(DATA SUPPLIED):
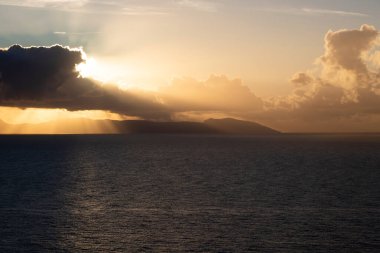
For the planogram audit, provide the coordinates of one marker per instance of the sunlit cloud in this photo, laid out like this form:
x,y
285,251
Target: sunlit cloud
x,y
312,11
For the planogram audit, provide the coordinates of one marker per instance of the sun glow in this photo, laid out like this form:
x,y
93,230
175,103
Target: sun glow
x,y
91,68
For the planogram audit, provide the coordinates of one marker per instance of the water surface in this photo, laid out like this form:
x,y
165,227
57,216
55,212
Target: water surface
x,y
199,193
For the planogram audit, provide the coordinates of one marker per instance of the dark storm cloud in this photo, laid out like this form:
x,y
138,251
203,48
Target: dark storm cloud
x,y
46,77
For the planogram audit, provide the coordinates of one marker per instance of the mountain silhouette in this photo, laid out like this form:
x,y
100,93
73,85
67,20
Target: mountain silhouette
x,y
89,126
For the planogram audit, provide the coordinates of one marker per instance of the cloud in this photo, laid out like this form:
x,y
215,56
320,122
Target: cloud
x,y
343,85
341,91
333,12
46,77
217,93
312,11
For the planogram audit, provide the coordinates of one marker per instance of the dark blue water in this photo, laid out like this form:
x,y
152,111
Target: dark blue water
x,y
173,193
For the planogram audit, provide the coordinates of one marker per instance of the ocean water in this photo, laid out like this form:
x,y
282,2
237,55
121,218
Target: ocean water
x,y
190,193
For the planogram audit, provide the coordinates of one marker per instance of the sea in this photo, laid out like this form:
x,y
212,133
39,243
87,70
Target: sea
x,y
190,193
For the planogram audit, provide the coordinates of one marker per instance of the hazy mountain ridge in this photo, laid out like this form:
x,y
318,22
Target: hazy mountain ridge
x,y
88,126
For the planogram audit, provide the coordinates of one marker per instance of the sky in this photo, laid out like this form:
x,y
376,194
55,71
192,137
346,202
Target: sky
x,y
298,66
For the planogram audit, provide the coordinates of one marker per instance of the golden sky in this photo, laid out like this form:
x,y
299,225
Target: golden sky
x,y
298,66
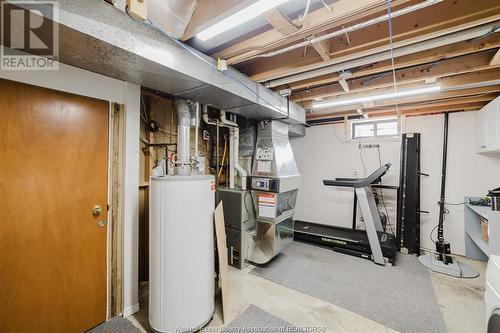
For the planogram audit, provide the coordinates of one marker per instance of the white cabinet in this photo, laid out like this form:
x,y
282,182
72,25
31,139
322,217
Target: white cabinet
x,y
488,128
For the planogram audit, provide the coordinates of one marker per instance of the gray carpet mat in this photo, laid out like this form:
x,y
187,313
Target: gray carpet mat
x,y
254,319
115,325
400,297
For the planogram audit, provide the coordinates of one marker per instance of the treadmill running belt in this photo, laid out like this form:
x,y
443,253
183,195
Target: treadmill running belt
x,y
344,240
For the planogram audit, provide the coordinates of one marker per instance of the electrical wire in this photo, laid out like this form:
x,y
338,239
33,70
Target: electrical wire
x,y
395,84
362,160
338,138
306,11
382,194
151,24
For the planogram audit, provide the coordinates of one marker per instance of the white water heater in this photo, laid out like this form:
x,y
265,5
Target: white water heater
x,y
181,267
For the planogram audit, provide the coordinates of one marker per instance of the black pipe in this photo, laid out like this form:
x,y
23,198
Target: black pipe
x,y
443,181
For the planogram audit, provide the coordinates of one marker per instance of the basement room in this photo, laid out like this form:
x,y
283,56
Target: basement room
x,y
250,166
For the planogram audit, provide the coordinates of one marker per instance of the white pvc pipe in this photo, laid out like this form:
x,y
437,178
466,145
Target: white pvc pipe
x,y
183,137
196,116
237,166
234,138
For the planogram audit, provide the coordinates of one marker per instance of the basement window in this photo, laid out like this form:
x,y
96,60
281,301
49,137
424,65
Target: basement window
x,y
382,128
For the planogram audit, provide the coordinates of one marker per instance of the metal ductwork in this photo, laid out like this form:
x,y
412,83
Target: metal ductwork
x,y
172,15
95,36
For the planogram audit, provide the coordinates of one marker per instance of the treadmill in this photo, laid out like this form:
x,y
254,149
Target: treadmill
x,y
373,243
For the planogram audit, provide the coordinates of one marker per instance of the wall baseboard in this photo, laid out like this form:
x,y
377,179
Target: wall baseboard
x,y
128,311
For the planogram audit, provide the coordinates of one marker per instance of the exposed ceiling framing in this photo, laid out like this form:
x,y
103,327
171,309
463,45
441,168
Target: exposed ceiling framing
x,y
452,42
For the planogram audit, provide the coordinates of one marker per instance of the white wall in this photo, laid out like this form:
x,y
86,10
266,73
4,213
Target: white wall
x,y
323,154
73,80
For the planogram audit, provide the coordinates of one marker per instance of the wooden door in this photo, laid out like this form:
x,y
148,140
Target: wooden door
x,y
53,171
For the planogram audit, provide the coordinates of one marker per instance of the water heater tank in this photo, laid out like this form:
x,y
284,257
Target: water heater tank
x,y
181,269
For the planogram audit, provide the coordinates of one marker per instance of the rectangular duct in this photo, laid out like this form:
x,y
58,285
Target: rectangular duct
x,y
95,36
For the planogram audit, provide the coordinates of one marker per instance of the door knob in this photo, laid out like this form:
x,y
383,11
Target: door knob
x,y
97,210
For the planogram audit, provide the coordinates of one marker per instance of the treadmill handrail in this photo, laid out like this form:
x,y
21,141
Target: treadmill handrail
x,y
363,182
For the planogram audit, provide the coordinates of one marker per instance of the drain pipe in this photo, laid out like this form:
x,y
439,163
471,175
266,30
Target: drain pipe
x,y
183,163
236,149
234,137
195,122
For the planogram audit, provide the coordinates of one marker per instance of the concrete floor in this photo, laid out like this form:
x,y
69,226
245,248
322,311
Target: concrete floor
x,y
461,302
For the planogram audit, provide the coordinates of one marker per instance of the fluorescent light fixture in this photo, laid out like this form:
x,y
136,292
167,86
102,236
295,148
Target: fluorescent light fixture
x,y
373,98
244,15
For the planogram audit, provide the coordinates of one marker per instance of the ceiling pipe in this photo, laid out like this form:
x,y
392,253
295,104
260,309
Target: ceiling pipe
x,y
471,33
343,31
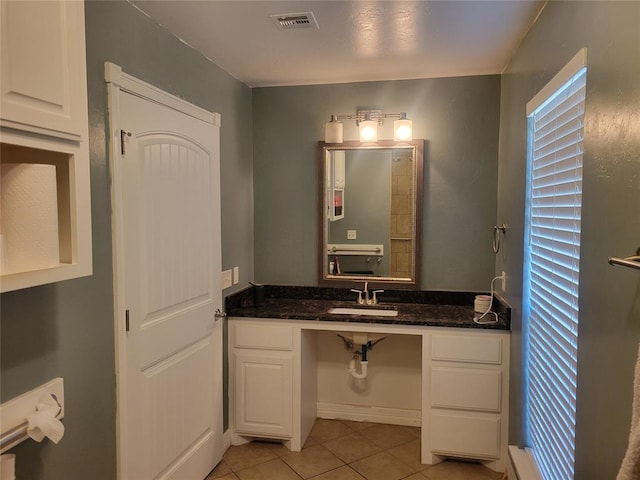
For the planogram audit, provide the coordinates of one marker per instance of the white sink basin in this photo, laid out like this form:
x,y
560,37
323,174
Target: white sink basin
x,y
375,312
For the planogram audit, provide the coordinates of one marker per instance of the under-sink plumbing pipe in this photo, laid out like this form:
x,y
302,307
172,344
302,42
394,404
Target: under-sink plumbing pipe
x,y
363,367
363,364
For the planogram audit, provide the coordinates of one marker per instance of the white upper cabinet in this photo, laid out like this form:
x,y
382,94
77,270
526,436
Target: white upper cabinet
x,y
45,233
43,83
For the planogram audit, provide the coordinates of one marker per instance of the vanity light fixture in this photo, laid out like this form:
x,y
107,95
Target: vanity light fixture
x,y
368,122
368,129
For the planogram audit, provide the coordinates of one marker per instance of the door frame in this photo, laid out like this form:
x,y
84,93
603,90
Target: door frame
x,y
118,81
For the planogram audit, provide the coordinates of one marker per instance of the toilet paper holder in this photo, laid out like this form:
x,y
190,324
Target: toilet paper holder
x,y
14,412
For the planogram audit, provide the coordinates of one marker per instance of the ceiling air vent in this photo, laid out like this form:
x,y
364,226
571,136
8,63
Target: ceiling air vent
x,y
287,21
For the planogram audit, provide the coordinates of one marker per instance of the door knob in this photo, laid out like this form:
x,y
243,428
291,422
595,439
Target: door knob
x,y
219,315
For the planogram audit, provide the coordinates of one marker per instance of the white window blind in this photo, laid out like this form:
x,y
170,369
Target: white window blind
x,y
552,268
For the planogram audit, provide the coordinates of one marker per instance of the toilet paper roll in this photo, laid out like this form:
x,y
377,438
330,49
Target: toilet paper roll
x,y
8,466
29,217
43,423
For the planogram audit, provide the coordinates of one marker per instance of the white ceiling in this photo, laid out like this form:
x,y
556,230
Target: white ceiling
x,y
357,40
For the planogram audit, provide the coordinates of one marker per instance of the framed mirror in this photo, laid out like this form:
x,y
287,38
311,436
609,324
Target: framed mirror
x,y
370,211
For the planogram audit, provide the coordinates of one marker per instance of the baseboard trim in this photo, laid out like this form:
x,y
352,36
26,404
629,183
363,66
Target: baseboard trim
x,y
364,413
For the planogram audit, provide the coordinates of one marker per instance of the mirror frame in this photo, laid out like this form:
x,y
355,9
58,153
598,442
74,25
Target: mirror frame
x,y
347,280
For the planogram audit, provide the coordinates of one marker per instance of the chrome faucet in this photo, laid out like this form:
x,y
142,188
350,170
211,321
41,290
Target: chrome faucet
x,y
362,301
366,299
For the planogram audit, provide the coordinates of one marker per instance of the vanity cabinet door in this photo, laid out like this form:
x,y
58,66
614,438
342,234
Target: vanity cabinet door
x,y
263,392
43,68
468,395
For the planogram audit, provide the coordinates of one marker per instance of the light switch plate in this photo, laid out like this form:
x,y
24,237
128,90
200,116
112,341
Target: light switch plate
x,y
226,279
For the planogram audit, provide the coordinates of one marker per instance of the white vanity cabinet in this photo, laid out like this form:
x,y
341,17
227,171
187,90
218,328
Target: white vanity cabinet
x,y
44,120
466,412
465,385
261,373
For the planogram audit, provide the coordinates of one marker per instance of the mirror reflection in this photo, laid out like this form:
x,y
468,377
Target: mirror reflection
x,y
371,197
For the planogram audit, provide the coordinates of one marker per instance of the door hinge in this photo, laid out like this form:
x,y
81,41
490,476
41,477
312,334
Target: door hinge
x,y
122,140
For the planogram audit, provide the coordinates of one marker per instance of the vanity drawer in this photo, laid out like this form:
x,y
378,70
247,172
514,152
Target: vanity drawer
x,y
466,348
466,388
264,337
481,438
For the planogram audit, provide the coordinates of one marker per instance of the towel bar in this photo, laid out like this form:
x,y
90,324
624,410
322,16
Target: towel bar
x,y
14,413
630,262
355,249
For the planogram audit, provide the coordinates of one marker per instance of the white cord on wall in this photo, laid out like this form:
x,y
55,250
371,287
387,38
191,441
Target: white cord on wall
x,y
479,320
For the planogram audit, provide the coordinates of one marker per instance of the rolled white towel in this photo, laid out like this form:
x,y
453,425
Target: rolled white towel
x,y
630,468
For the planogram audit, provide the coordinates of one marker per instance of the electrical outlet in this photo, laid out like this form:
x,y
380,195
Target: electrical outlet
x,y
226,280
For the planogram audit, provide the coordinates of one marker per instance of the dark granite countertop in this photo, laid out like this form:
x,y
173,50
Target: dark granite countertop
x,y
421,308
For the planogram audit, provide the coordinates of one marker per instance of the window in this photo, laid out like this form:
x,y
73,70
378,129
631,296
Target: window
x,y
552,268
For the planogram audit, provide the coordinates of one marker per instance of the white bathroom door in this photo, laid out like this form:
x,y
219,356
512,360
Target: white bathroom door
x,y
169,175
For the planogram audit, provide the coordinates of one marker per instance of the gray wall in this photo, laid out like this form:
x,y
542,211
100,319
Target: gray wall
x,y
66,329
458,118
609,296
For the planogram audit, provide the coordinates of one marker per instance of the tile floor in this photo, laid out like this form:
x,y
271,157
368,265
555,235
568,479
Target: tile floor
x,y
343,450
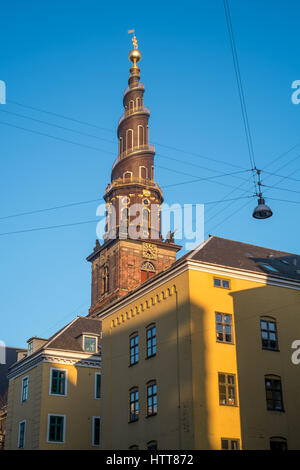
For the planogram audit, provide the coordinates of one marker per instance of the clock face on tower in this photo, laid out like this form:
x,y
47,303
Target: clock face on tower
x,y
149,251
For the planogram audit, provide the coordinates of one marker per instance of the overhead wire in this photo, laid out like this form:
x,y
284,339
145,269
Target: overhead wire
x,y
240,89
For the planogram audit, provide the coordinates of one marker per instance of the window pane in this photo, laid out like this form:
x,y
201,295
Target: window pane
x,y
96,437
272,326
224,444
222,378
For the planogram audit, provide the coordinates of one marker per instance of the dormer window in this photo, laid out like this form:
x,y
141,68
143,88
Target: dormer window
x,y
30,347
90,343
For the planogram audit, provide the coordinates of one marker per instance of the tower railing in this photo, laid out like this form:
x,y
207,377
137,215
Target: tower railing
x,y
126,181
137,109
134,87
132,150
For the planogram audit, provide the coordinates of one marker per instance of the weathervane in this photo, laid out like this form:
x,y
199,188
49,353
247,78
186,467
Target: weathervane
x,y
134,55
134,39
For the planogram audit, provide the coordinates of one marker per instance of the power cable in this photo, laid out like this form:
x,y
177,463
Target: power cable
x,y
240,88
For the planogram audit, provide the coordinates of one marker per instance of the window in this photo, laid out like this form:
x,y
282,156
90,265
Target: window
x,y
278,443
227,393
151,340
24,395
274,393
56,428
127,176
30,347
230,444
58,383
269,334
223,283
147,271
21,437
152,445
151,398
133,404
268,267
96,431
90,343
105,280
224,327
124,222
97,385
134,348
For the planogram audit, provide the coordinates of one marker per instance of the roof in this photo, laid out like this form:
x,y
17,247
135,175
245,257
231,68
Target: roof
x,y
11,357
233,254
67,338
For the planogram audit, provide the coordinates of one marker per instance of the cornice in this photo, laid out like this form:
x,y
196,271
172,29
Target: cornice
x,y
203,267
55,356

(SET PROBLEM):
Copy the lines from the one containing "of the weathervane" through the end of the records, replacing "Target" with "Object" and leaving everything else unchanged.

(RESULT OF THIS EXERCISE):
For the planogram audit, provide the coordinates of one marker per instance of the weathervane in this photo, laid out like this form:
x,y
199,188
49,353
247,78
186,467
Object: weathervane
x,y
134,55
134,39
For the planogram audit, provide the coordinates of one marker per instance of the power cable in this photo, laid out like this form:
x,y
177,463
Object: power cable
x,y
240,88
For the planogram audit, provide the coordinates of one marker per instance of the window in this photo, laid out like this form:
x,y
282,156
90,265
Object: window
x,y
278,443
227,393
151,340
24,395
274,393
56,428
127,176
30,347
230,444
58,383
269,334
223,283
147,271
21,437
152,445
151,398
133,404
268,267
96,431
90,343
105,280
224,327
124,222
97,385
134,348
For the planogram audit, provide the coordinates of one marker per instance of the roof in this photo, laid out like this form:
x,y
17,247
135,175
245,257
231,68
Object: roof
x,y
11,357
233,254
67,338
For the planogram audit, provide the coordinates of one marker per instance of the cornice in this photo, laid out like this form:
x,y
196,271
172,29
Object: cornice
x,y
203,267
55,356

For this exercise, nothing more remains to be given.